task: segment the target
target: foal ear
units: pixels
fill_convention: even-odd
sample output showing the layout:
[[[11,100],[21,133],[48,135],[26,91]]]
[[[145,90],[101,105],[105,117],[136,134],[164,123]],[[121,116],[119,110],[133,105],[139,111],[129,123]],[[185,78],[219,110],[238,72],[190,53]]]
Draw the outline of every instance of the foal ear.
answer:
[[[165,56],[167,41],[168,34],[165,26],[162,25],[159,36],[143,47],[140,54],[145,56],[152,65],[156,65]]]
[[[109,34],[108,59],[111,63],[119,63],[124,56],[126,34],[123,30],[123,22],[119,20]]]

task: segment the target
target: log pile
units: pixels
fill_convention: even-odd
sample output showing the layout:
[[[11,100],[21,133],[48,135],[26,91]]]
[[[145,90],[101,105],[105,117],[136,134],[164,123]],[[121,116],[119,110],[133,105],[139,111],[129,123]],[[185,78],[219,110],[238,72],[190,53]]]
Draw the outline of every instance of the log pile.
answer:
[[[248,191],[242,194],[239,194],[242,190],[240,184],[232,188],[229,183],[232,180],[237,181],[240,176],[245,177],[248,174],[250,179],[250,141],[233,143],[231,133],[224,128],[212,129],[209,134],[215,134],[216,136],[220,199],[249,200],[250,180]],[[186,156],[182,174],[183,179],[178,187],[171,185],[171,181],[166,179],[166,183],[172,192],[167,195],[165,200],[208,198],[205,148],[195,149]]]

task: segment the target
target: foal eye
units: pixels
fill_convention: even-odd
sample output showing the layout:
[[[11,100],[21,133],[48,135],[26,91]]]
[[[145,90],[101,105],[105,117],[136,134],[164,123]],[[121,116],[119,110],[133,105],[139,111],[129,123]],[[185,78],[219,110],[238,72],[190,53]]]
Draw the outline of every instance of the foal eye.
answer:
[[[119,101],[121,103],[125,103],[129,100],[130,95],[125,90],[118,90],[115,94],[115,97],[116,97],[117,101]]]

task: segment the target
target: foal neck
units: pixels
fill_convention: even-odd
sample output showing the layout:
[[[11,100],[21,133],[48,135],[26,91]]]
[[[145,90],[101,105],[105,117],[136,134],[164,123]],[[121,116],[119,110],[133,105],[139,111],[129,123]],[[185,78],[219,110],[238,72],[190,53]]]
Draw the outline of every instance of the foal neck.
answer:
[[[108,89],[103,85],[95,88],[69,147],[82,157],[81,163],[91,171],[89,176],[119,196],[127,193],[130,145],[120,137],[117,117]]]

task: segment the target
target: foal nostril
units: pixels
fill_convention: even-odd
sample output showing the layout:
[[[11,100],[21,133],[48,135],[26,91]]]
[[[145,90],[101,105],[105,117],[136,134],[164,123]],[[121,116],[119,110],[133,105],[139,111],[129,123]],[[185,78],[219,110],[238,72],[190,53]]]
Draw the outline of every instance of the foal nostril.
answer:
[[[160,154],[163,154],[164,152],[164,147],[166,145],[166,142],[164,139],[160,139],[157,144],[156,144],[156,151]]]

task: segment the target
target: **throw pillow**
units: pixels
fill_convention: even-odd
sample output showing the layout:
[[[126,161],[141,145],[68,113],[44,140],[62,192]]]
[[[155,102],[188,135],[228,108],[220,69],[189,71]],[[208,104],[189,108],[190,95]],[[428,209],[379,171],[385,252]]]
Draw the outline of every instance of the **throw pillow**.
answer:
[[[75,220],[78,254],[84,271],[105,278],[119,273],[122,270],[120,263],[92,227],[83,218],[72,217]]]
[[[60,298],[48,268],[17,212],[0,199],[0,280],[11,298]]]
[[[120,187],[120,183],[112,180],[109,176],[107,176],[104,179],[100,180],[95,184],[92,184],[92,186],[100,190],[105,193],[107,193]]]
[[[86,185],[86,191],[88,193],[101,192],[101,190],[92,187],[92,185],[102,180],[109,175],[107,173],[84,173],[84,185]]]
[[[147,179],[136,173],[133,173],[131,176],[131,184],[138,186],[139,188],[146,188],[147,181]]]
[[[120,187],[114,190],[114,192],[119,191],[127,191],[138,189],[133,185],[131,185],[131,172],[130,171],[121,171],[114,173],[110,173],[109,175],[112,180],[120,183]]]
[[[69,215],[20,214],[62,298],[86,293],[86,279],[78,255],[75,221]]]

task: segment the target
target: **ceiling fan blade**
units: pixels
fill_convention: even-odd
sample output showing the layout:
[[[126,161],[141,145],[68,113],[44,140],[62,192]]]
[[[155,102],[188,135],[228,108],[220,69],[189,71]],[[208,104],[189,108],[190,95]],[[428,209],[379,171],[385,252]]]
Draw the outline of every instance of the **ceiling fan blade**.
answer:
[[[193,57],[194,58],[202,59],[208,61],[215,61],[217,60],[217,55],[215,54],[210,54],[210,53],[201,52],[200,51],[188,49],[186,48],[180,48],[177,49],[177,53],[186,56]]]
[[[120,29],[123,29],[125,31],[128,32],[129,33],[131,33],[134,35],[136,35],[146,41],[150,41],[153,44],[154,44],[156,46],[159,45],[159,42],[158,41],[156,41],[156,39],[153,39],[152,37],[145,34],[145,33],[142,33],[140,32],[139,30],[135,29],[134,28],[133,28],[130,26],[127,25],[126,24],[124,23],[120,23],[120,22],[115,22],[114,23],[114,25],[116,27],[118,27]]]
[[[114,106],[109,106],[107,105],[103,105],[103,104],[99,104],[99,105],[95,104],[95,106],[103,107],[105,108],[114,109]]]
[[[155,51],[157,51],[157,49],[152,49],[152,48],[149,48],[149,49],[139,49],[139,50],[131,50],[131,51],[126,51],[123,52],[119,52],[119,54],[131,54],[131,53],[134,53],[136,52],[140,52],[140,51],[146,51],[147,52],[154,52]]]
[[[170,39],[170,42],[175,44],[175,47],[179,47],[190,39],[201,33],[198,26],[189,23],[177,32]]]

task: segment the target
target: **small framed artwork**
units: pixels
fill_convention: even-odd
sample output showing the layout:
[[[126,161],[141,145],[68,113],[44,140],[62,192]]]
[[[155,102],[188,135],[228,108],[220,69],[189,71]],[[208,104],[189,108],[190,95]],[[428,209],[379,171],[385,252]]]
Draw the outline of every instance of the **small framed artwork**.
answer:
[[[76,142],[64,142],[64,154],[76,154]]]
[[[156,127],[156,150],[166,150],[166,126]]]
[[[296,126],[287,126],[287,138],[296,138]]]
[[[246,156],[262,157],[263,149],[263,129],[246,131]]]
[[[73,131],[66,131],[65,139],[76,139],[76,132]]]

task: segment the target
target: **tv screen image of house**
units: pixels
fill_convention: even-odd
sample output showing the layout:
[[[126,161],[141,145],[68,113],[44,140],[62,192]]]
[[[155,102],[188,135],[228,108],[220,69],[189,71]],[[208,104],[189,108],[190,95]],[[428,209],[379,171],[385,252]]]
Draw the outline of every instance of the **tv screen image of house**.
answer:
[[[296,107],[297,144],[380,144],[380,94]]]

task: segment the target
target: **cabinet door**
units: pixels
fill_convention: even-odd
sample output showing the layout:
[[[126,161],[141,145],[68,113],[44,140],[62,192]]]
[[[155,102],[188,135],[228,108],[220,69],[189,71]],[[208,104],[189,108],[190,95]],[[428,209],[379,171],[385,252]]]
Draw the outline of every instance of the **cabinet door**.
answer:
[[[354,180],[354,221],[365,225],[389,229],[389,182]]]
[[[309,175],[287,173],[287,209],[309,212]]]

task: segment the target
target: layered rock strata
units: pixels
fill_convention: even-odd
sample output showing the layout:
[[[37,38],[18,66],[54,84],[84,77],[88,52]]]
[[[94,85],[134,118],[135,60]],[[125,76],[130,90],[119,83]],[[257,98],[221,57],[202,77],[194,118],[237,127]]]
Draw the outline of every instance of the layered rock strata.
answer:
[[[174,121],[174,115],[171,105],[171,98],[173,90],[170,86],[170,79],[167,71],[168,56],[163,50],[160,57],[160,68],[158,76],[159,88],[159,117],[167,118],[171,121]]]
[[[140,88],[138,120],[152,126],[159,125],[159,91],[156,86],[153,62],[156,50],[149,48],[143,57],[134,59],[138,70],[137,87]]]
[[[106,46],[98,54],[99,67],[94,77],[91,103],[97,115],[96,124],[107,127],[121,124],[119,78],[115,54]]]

Goal: From the items above, pull out each line that contains the string "house". The match is case-sensitive.

Result:
target: **tv screen image of house**
Draw the outline of every instance of the **tv screen image of house**.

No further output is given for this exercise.